Reproduce the lines below from the one that contains "Where can the thin branch" through the end, inclusive, and add nothing.

[Opening Supplied data section]

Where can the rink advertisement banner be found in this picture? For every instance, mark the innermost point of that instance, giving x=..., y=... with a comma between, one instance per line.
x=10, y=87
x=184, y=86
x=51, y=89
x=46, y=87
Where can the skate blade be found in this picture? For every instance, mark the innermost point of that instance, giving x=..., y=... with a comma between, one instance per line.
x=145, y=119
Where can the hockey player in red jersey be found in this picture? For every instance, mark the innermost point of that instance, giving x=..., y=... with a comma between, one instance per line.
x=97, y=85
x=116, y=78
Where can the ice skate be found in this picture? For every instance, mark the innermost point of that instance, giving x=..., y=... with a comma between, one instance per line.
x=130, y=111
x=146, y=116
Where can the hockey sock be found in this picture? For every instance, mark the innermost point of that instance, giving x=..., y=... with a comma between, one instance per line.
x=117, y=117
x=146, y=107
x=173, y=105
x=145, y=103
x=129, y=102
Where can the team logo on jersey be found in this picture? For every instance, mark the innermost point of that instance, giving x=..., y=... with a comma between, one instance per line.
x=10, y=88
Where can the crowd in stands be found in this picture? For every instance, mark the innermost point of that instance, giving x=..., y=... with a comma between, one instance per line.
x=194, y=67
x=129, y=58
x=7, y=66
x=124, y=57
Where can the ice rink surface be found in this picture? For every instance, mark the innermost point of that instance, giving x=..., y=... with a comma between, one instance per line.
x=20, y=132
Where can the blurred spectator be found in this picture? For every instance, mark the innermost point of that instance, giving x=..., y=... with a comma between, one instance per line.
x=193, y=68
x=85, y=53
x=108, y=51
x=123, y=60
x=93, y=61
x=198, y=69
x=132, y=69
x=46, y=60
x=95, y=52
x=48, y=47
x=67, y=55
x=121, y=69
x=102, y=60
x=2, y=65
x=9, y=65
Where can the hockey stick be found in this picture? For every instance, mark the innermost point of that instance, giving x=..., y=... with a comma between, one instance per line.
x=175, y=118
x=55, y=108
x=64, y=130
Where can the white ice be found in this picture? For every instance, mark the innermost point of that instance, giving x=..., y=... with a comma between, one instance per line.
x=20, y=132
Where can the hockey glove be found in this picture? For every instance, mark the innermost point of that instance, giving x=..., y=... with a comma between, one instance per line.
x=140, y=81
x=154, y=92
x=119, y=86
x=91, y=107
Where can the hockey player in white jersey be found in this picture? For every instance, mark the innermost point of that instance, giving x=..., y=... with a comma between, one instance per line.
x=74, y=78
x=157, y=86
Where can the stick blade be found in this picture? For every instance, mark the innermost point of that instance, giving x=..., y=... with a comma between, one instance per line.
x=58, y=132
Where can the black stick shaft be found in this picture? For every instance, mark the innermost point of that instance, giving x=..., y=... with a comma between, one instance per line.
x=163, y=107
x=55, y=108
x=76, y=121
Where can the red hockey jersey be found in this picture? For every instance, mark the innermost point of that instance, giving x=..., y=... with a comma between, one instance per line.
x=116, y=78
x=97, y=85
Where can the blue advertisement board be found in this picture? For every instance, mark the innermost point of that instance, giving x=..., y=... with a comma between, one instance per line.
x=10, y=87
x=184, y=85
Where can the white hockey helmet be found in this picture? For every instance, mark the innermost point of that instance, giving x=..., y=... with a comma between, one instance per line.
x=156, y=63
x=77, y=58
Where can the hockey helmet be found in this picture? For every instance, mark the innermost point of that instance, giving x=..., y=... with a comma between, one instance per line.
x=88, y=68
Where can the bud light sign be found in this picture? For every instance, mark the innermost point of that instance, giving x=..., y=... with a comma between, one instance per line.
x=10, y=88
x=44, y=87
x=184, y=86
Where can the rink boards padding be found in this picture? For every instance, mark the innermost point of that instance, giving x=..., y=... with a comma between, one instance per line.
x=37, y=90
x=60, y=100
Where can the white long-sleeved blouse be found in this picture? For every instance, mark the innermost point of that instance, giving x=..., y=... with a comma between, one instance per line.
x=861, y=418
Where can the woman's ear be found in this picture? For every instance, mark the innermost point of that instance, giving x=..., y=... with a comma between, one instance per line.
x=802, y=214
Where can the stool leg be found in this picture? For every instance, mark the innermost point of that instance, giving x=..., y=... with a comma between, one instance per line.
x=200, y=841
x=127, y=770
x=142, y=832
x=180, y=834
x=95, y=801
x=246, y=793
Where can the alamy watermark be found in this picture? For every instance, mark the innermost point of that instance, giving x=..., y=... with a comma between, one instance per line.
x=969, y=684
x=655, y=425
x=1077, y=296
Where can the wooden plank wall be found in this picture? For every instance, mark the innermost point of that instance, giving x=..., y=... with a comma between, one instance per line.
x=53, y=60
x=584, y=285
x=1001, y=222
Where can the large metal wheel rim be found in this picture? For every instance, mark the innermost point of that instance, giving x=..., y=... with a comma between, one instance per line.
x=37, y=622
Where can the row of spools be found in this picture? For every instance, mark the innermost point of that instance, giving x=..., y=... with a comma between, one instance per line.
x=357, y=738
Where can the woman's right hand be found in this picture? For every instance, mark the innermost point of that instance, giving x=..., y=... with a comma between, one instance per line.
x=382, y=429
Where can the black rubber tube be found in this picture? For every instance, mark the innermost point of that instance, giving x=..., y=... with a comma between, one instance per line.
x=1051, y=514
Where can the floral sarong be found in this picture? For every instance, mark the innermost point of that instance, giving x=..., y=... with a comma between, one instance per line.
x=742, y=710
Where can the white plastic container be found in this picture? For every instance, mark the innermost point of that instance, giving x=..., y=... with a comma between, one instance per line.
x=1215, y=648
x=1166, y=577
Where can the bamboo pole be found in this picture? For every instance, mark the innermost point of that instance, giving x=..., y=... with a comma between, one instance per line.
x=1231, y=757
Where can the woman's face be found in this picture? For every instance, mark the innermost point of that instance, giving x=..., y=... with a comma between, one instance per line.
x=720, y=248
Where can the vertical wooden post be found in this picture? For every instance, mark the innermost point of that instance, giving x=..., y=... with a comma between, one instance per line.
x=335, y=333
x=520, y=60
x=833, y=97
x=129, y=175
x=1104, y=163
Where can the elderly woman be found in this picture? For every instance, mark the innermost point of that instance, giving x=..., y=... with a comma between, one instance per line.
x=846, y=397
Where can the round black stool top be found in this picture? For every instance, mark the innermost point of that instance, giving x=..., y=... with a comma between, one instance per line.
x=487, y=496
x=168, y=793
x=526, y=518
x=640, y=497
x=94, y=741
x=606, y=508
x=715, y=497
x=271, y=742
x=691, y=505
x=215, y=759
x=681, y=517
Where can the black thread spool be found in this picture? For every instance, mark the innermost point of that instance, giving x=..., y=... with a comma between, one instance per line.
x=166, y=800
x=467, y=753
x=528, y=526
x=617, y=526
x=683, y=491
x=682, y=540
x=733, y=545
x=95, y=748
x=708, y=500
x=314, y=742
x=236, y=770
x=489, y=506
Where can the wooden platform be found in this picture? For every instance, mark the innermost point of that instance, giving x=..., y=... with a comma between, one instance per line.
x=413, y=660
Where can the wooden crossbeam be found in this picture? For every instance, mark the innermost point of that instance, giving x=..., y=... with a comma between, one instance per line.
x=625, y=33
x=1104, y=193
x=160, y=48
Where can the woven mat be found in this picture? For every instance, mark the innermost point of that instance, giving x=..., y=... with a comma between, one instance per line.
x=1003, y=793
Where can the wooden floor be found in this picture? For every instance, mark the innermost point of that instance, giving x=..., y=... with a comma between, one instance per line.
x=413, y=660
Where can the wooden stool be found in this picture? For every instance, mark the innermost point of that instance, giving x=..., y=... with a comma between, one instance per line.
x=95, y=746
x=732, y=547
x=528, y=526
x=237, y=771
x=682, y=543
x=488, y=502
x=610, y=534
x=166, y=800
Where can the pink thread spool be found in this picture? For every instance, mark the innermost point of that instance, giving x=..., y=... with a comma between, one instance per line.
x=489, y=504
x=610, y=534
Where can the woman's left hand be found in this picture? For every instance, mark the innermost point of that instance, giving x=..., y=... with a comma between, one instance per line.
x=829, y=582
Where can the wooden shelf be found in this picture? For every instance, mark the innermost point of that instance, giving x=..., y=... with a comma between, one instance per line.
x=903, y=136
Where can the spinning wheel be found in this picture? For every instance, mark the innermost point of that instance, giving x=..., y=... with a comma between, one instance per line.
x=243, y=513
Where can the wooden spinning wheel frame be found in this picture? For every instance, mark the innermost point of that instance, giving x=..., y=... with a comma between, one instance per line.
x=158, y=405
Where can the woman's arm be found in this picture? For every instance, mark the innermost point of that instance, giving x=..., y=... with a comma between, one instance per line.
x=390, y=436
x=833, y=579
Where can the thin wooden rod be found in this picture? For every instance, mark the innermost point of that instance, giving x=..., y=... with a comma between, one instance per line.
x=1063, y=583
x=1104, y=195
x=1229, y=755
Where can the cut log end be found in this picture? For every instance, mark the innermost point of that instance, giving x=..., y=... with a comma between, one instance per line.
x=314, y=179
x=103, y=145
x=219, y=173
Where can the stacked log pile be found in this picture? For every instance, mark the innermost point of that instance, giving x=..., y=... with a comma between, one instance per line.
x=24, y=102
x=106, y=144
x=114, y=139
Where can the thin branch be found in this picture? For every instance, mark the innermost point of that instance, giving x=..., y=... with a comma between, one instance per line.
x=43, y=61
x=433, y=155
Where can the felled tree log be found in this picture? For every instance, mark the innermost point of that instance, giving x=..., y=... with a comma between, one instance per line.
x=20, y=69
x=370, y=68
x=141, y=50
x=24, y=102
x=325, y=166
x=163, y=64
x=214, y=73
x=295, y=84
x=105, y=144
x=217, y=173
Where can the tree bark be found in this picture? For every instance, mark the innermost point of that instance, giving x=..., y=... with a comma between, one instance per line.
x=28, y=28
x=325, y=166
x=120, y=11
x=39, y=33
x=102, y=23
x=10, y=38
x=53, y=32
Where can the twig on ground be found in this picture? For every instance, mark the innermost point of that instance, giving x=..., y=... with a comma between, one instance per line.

[Closing Supplied data section]

Result below -
Where can the thin branch be found in this picture? For every instance, mark the innermost point of that instance, giving x=..., y=... with a comma between, one instance per line.
x=43, y=61
x=433, y=155
Where can the felled tree log be found in this picture? For every instance, mark the innermost point of that instance, giving x=..., y=... with a comma between, one instance per line.
x=20, y=69
x=370, y=68
x=141, y=50
x=24, y=102
x=325, y=166
x=163, y=64
x=214, y=73
x=295, y=84
x=105, y=144
x=217, y=173
Where can the tree bark be found in this picture? For every instance, mark the innermost point of that instance, giving x=..., y=... with a comma between, one instance per line.
x=28, y=28
x=325, y=166
x=120, y=11
x=39, y=33
x=102, y=23
x=10, y=38
x=53, y=32
Where can the twig on ground be found in this picture? For every instance, mark the innermost point of that instance, giving x=..., y=... with a comma between, one instance per line.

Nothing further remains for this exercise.